▶ WRITTEN REQUEST:
Count the rows below that contain the word "point" and reply with only that number.

▶ DATA SUPPLIED:
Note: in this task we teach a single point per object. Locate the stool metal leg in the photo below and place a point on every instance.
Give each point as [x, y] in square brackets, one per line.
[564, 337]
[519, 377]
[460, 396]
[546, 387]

▶ ANSWER FOR THIS EXERCISE:
2